■ LATIHAN SINGKAT 1:
Sebutkan semua nama orang yang tercantum dalam teks berita tentang gagal bayar Wanaartha Life.
■ LATIHAN SINGKAT 2:
Tuliskan kembali bagian teks berita tentang gagal bayar Wanaartha Life dari "SURABAYA (Realita)- Penyelesaian" sampai "belum ada kepastian." tanpa mengubah satu kata pun.
■ LATIHAN SINGKAT 3:
Tentukan apakah setiap pernyataan berikut sesuai dengan teks berita tentang gagal bayar Wanaartha Life. Jawab ya atau tidak, lalu kutip kata-kata penentunya dari teks berita secara persis.
(a) Penyelesaian kasus gagal bayar Wanaartha Life sudah menemui titik terang.
(b) Prof. Muhammad Mufti Mubarok adalah Ketua Badan Perlindungan Konsumen Nasional.
(c) Kedua tokoh dalam foto ditemui di gedung Sridjaja Surabaya.

■ TEKS BERITA:
--------------------

Kasus Gagal Bayar Asuransi Jiwa Adisarana Wanaartha, Para Korban Tempuh Jalur Politik

Reporter : Redaksi
Ketua Badan Perlindungan Konsumen Nasional (BPKN), Prof. Muhammad Mufti Mubarok dan Ketua Masyarakat Hukum Pidana dan Kriminologi, Prof. Dr. Firman Wijaya saat ditemui di gedung Sridjaja Surabaya, Jum'at (1/12/2024) foto: Yudik

SURABAYA (Realita)- Penyelesaian kasus gagal bayar asuransi jiwa PT Asuransi Jiwa Adisarana Wanaartha atau Wanaartha Life (PT WAL) masih belum menemui titik terang. Para korban masih terus menantikan pengembalian uang mereka yang hingga kini belum ada kepastian.

--------------------

■ DAFTAR DATA:

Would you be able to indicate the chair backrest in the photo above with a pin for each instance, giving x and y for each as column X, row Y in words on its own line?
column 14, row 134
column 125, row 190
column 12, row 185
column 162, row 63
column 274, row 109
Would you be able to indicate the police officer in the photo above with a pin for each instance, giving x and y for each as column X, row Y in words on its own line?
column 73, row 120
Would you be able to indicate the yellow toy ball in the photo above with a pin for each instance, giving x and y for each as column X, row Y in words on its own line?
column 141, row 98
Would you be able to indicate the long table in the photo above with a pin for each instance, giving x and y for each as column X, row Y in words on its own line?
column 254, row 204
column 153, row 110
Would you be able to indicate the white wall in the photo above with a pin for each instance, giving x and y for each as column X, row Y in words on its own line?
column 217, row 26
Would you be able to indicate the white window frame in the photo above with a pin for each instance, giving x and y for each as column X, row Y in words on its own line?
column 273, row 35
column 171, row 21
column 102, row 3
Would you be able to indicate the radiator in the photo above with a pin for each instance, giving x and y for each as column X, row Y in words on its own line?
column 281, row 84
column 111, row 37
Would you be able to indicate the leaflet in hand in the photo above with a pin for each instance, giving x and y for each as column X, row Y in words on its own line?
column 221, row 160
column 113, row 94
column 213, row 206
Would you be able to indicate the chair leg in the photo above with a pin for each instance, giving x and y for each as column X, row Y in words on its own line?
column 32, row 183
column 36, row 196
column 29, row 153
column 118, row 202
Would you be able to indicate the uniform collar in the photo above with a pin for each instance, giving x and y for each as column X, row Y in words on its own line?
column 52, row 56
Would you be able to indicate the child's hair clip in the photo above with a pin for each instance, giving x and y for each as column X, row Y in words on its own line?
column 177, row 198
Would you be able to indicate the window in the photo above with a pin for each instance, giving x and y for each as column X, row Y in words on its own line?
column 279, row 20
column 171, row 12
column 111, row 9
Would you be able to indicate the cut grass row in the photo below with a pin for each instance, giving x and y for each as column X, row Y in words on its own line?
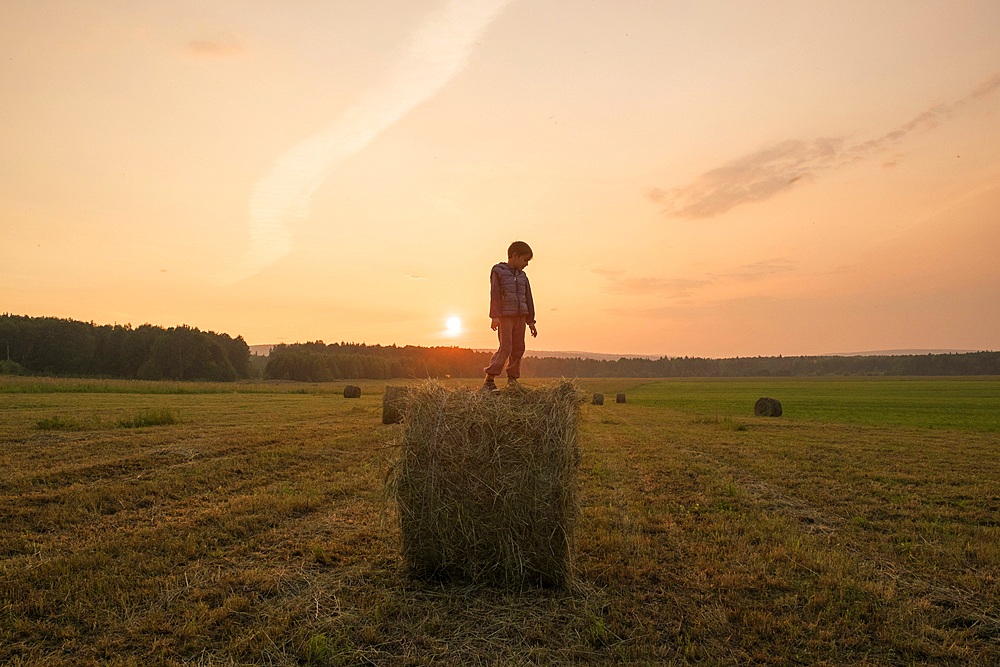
column 253, row 532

--------------------

■ HASIL LATIHAN 1:
- Prof. Muhammad Mufti Mubarok
- Prof. Dr. Firman Wijaya
- Yudik

■ HASIL LATIHAN 2:
SURABAYA (Realita)- Penyelesaian kasus gagal bayar asuransi jiwa PT Asuransi Jiwa Adisarana Wanaartha atau Wanaartha Life (PT WAL) masih belum menemui titik terang. Para korban masih terus menantikan pengembalian uang mereka yang hingga kini belum ada kepastian.

■ HASIL LATIHAN 3:
(a) Tidak. "Penyelesaian kasus gagal bayar asuransi jiwa PT Asuransi Jiwa Adisarana Wanaartha atau Wanaartha Life (PT WAL) masih belum menemui titik terang."
(b) Ya. "Ketua Badan Perlindungan Konsumen Nasional (BPKN), Prof. Muhammad Mufti Mubarok"
(c) Ya. "saat ditemui di gedung Sridjaja Surabaya"